╭─ Text extract
Maybe I should just add that two lovers were seated on a park bench.


----------



## mamascarlatti (Sep 23, 2009)

This is getting a bit chaotic.

I suggest we keep a running record, and add new solutions or proposals to the bottom, thus:

_"Spoiled brats kill eccentric old lady"_ (Hansel and Gretel)
_"I lurve you. Wait, you're my mum!"_ (Don Carlos)
_"Seductor can't get laid"_ (Don Giovanni)
_"Girl "kisses" evil blackmailer to save boyfriend, Epic Fail." _(Tosca)
_"I'll kill my enemy's baby. Oops!" _(Il Trovatore)
_"I'll kill myself on your word. Damn, you said the word." _(Ernani) (actually a bugle call, not a word)
_"**** gets taste of her own game"_ (Lulu)
_"Lady dies after lover leaves" _(Dido and Aeneas, runner-up Les Troyens)
_"I wanted the young one but since we are going to die I'm no longer bothered with your advancing aging, I was thinking that if I'm going to live longer then I'll take younger one so I will be like, say, 60 and she will still be fu**able while you would be hideous granny before I could turn 50 but since we are going to die in a minute my calculation doesn't matter, no need to think about it, I'll say at this moment you are more experienced than she is and you have only couple of wrinkles and your **** still are not hanging to the knees, in such circumstances I think I love you and we can die as lovers!" _(Norma)
_"Chick revived from the underworld by... her seemingly rude lover." _(Orfeo, Orfeo ed Euridice) 
_"Too late, dude, she's taken"_ (Eugene Onegin)
_"Woman has some serious domestic issues, gets arrested, gets jealous, and falls off a cliff." _(Lady Macbeth of Mtsensk)
_"Girl goes mad due to usual love problems, restored to sanity by goat"_ (Dinorah)
_"Misplaced laundry item leads to fatal domestic incident." _(Otello)
_"You can take the girl out of the army but you can't take the army out of the girl." _(La Fille du Regiment)
_"Total confusion" _(Così fan tutte )
_"A letter containing the formula for eternal youth is burnt"_ (The Makropulos Case)
_"A lot of attractive people run around Paris having a right laugh with Swedish nobility." _(La Vie Parisienne)
╰─
╭─ Dataset records
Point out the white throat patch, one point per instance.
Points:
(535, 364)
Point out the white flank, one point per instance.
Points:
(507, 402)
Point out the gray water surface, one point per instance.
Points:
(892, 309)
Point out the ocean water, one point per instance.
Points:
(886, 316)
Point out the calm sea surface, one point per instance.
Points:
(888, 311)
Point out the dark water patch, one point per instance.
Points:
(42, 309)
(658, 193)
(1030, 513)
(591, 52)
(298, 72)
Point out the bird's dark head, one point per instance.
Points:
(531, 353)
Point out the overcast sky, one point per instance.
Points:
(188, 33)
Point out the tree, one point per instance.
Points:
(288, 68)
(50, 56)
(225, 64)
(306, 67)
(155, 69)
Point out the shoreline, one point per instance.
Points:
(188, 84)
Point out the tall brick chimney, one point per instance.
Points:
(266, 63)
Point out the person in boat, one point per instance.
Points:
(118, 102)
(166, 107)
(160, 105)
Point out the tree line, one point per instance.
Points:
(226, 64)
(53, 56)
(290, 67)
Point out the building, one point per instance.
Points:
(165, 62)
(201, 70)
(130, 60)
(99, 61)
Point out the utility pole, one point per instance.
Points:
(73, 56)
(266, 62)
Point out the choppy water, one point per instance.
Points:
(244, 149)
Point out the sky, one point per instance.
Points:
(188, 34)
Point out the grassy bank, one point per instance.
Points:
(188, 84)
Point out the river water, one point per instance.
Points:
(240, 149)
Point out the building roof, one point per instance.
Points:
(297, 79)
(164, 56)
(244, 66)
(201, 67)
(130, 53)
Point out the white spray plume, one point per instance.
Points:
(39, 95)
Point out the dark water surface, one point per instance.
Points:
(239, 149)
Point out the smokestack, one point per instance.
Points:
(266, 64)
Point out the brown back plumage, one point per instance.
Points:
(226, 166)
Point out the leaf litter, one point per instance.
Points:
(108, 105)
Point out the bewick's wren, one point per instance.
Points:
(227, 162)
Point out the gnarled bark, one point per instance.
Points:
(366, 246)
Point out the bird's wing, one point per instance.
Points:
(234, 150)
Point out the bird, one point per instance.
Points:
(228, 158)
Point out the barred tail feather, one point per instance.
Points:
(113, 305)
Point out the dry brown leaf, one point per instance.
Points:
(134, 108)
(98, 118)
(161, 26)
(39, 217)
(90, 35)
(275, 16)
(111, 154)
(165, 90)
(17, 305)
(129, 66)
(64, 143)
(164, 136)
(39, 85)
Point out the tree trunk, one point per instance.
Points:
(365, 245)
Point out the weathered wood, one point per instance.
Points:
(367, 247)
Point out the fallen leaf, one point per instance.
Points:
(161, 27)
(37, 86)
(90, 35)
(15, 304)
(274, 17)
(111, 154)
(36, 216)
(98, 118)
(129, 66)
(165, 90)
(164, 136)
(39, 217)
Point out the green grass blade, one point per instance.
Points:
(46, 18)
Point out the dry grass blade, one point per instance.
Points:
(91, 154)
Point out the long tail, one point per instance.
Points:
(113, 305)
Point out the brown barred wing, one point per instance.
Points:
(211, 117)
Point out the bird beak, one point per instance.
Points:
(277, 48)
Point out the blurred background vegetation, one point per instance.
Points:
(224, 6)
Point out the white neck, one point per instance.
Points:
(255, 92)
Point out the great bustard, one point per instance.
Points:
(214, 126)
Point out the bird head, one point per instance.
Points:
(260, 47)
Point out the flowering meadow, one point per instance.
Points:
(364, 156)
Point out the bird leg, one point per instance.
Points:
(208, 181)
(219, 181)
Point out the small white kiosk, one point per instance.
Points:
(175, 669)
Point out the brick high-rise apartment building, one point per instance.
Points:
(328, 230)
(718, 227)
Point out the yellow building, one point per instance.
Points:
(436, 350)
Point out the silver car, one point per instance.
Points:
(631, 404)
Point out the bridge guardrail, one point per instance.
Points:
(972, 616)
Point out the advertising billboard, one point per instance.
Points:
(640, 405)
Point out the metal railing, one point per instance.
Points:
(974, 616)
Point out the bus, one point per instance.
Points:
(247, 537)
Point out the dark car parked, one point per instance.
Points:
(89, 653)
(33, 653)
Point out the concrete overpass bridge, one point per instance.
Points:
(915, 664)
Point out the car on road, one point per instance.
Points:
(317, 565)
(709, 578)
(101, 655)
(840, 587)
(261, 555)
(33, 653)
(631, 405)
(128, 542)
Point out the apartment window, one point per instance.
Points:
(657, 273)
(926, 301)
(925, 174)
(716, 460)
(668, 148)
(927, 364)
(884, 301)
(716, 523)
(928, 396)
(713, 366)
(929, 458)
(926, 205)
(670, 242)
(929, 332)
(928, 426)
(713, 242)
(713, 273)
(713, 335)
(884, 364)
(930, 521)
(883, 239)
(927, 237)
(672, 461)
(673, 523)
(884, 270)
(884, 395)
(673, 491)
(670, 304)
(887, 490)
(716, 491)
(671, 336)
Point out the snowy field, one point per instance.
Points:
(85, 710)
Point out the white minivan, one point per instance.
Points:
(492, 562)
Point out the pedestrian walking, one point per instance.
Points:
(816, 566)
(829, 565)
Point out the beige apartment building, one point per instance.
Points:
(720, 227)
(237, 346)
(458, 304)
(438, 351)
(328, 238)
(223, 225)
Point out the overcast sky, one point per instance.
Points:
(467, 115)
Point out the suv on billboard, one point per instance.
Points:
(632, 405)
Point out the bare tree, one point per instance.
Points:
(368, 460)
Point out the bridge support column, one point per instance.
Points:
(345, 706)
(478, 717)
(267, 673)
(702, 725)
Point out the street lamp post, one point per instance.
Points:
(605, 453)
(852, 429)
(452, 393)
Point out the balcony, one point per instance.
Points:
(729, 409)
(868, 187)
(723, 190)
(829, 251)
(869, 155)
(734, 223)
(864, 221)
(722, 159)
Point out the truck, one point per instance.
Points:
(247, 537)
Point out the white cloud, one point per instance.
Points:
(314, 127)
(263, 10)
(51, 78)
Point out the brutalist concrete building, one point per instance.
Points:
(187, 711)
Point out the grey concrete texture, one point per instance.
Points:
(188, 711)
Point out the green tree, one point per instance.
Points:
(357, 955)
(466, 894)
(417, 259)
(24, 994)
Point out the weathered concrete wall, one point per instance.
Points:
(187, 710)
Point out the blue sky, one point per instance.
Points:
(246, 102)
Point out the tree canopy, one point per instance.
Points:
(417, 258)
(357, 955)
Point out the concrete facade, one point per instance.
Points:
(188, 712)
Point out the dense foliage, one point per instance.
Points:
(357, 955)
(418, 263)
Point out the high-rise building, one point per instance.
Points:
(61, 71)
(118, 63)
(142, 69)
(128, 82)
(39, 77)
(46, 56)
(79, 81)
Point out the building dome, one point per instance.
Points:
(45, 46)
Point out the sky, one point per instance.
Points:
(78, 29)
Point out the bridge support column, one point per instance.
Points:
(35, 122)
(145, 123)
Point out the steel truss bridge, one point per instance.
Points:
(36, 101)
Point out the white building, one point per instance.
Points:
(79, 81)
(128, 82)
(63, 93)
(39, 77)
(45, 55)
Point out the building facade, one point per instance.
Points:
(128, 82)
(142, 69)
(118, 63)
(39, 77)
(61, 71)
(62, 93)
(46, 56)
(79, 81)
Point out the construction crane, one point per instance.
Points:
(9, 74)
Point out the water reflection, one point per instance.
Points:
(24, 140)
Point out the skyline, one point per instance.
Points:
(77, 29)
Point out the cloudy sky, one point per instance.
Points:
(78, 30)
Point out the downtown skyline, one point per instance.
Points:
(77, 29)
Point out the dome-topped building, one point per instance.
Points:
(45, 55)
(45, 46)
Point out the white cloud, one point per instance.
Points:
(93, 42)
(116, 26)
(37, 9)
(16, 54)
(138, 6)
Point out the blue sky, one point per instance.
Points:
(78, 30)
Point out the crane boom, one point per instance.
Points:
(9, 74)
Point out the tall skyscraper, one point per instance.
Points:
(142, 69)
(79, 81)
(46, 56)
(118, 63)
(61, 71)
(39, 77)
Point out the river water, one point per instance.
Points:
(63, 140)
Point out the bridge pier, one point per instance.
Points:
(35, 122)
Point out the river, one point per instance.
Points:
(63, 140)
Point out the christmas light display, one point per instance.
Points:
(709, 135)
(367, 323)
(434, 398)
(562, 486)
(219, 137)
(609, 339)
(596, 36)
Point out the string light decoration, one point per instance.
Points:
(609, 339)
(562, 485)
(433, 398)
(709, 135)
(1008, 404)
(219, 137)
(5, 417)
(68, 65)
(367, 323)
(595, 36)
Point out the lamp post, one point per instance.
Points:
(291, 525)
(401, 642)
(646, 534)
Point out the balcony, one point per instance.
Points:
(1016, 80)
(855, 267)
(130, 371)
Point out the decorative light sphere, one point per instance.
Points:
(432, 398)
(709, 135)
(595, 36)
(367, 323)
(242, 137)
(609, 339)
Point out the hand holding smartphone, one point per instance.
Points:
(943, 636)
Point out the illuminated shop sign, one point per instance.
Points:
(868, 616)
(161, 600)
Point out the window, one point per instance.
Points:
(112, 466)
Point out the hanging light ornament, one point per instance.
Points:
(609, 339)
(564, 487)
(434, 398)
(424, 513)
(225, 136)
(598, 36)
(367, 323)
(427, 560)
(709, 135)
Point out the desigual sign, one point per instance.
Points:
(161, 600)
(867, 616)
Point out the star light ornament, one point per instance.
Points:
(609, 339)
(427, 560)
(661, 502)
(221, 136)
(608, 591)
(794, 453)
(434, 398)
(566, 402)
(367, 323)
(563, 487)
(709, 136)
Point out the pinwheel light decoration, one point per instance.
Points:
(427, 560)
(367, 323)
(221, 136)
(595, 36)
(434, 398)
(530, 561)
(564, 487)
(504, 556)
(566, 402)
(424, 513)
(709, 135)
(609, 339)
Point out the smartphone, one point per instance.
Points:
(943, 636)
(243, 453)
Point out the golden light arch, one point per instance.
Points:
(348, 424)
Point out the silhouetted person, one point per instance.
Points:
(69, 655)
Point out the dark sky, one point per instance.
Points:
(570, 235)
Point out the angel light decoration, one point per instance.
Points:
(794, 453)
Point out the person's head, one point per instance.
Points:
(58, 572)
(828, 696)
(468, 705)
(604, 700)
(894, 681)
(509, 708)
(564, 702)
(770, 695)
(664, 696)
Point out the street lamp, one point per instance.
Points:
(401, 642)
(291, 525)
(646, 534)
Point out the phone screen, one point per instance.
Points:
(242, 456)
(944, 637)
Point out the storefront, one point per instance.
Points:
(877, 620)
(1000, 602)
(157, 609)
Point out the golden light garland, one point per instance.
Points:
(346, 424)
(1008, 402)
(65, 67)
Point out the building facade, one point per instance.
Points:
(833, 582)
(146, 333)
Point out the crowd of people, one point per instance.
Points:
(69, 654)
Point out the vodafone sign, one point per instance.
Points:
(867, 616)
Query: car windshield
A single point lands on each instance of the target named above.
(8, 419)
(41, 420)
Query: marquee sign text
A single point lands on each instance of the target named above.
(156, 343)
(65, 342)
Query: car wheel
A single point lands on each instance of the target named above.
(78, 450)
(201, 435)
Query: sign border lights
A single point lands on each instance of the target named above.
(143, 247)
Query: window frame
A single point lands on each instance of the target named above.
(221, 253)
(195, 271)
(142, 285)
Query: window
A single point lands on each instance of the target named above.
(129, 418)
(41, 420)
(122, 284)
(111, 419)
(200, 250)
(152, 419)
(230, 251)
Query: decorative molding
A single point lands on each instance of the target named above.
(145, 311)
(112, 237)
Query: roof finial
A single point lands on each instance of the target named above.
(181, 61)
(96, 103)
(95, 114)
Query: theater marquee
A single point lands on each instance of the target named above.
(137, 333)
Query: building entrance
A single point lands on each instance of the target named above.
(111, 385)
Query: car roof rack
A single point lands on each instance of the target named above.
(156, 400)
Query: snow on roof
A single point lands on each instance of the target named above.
╰─
Requirement A
In the opera thread, which opera's summary says a girl is restored to sanity by a goat?
Requirement B
Print the stretch of the opera thread from "I suggest we" through "not a word)".

Complete answer A
Dinorah

Complete answer B
I suggest we keep a running record, and add new solutions or proposals to the bottom, thus:

_"Spoiled brats kill eccentric old lady"_ (Hansel and Gretel)
_"I lurve you. Wait, you're my mum!"_ (Don Carlos)
_"Seductor can't get laid"_ (Don Giovanni)
_"Girl "kisses" evil blackmailer to save boyfriend, Epic Fail." _(Tosca)
_"I'll kill my enemy's baby. Oops!" _(Il Trovatore)
_"I'll kill myself on your word. Damn, you said the word." _(Ernani) (actually a bugle call, not a word)